EXERCISE OBJECTIVE: Copy every row that follows line for line, without any changes.

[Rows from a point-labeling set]

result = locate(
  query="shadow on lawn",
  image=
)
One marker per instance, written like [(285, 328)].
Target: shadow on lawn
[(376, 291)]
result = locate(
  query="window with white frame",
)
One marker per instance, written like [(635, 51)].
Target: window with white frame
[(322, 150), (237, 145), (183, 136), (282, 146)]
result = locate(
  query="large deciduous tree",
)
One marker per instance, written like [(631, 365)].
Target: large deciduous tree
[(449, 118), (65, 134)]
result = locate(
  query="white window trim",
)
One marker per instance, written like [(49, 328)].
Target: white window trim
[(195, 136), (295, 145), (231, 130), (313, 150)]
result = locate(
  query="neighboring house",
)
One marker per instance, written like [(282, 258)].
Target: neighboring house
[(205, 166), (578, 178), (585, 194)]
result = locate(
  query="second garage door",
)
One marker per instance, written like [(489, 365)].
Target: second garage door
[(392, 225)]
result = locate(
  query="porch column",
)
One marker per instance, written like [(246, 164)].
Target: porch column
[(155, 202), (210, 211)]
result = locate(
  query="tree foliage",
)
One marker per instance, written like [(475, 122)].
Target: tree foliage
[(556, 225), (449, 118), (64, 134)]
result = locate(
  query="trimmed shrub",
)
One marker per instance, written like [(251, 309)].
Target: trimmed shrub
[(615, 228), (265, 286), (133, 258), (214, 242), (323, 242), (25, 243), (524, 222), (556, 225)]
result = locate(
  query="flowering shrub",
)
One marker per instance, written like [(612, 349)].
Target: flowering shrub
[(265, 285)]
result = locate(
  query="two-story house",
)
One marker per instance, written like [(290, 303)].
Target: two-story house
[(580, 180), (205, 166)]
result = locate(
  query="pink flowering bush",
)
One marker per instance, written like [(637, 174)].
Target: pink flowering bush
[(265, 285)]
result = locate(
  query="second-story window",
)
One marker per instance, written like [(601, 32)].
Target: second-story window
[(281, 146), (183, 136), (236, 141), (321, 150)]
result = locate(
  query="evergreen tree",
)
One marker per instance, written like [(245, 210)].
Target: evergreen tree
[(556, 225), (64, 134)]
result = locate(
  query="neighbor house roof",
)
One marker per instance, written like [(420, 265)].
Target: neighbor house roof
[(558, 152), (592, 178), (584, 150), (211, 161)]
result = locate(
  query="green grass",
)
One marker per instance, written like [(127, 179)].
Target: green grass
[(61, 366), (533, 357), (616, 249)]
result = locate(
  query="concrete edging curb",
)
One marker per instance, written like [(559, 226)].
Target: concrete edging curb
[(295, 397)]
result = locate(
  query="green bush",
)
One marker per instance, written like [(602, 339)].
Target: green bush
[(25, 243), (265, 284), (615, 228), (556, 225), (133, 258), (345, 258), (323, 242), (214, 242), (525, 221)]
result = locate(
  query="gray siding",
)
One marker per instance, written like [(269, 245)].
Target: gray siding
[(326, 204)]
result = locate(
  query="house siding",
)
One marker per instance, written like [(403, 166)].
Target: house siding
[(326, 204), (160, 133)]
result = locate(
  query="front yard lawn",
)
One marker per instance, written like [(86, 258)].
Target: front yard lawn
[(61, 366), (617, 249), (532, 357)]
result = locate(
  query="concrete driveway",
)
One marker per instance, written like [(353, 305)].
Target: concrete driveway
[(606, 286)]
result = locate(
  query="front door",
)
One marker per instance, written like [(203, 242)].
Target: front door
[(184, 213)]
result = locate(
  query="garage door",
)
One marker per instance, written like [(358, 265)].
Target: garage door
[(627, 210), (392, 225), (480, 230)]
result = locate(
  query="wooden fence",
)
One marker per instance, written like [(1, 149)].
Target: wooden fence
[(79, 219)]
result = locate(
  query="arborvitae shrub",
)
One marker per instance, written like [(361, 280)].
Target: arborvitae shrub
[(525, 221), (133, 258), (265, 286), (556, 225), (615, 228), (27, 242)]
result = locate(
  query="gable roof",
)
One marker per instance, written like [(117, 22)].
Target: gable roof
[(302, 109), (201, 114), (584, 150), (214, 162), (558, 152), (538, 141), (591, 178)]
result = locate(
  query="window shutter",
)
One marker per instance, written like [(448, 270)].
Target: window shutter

ANSWER TO THIS TASK:
result = locate(
  query="shadow on lawn",
  image=
)
One marker per instance, written like [(285, 328)].
Target: shadow on lawn
[(376, 291)]
result = locate(
  query="window with white frame",
)
One marker per instance, written like [(635, 51)].
Target: window with white frame
[(322, 150), (237, 145), (183, 136), (282, 146)]
result = locate(
  query="large deciduous tree",
)
One marker per instance, written like [(631, 365)].
Target: large deciduous tree
[(449, 118), (65, 134)]
result = locate(
  query="white window trim",
)
One marker per instance, written like [(49, 328)].
Target: white window trim
[(195, 136), (295, 145), (231, 130), (313, 150)]
result = locate(
  query="neighboring house",
)
One marker per instance, written like [(282, 258)].
Target: neighboring house
[(205, 166), (578, 178), (585, 194)]
result = locate(
  query="second garage door",
)
One marker per instance, written like [(489, 365)].
Target: second garage door
[(392, 225)]
result = locate(
  query="porch column",
)
One marker per instance, written like [(246, 164)].
Target: porch column
[(155, 202), (210, 211)]
result = locate(
  query="tree foliage",
)
One marker per instance, written like [(475, 122)].
Target: tree foliage
[(556, 225), (449, 118), (64, 134)]
result = locate(
  query="trimmed shrub",
)
One marker per instance, written like [(251, 309)].
Target: trimmed shrub
[(615, 228), (265, 286), (133, 258), (214, 242), (323, 242), (25, 243), (524, 222), (556, 225)]
result = locate(
  query="flowering shrub",
)
One marker per instance, written like [(612, 349)].
Target: flowering shrub
[(265, 285)]
result = locate(
  query="two-story house",
)
One marker per instance, written like [(290, 303)].
Target: two-story house
[(580, 180), (205, 166)]
result = locate(
  query="pink flowering bush",
)
One marker per instance, written like [(637, 174)].
Target: pink flowering bush
[(265, 285)]
result = locate(
  query="second-story window",
)
One marker per instance, written like [(601, 32)].
Target: second-story window
[(281, 146), (183, 136), (236, 141), (321, 150)]
result = locate(
  query="evergreen tree",
)
One marker per instance, written like [(245, 210)].
Target: evergreen tree
[(556, 225), (64, 134)]
result = locate(
  query="neighbor house roof",
)
One marker per instance, written like [(420, 265)].
Target: neighbor house roof
[(558, 152), (592, 178), (584, 150), (211, 161)]
result = locate(
  query="green grass",
)
One marker per instance, written like [(127, 179)].
Target: green grass
[(61, 366), (533, 357), (616, 249)]
result = locate(
  query="concrete edging curb",
)
One marker per instance, written like [(559, 226)].
Target: concrete edging curb
[(295, 397)]
result = locate(
  query="green bush",
)
One marker per instance, written like [(602, 339)].
Target: green bush
[(25, 243), (265, 284), (615, 228), (556, 225), (133, 258), (345, 258), (323, 242), (214, 242), (525, 221)]
result = locate(
  query="gray siding",
)
One marker per instance, written like [(269, 245)].
Target: gray siding
[(326, 204)]
result = locate(
  query="house siding",
)
One marker per instance, written like [(403, 166)].
Target: house siding
[(326, 204), (160, 133)]
result = locate(
  query="front yard lawn",
)
One marker per instance, written like [(86, 258)].
Target: front yard lawn
[(61, 366), (617, 249), (532, 357)]
result = locate(
  query="concrete driveway",
)
One marker per instance, written like [(353, 305)].
Target: concrete driveway
[(606, 286)]
result = locate(
  query="front door",
)
One marker per instance, written like [(203, 242)].
Target: front door
[(184, 213)]
result = locate(
  query="garage door",
)
One marker per instance, written like [(358, 265)].
Target: garage door
[(627, 210), (392, 225), (480, 230)]
result = locate(
  query="wooden fence",
)
One marker per instance, written like [(1, 149)].
Target: wooden fence
[(79, 219)]
result = locate(
  query="arborvitae shrub",
)
One marker per instance, written like [(361, 280)].
Target: arborvitae shrub
[(525, 221), (133, 258), (265, 286), (556, 225), (615, 228), (27, 242)]
result = locate(
  query="gable roof",
)
One marker per instance, written like [(117, 22)].
Target: gable roof
[(302, 109), (201, 114), (584, 150), (214, 162), (558, 152), (538, 141), (591, 178)]
result = locate(
  query="window shutter",
)
One marker per instance, written like [(448, 270)].
Target: window shutter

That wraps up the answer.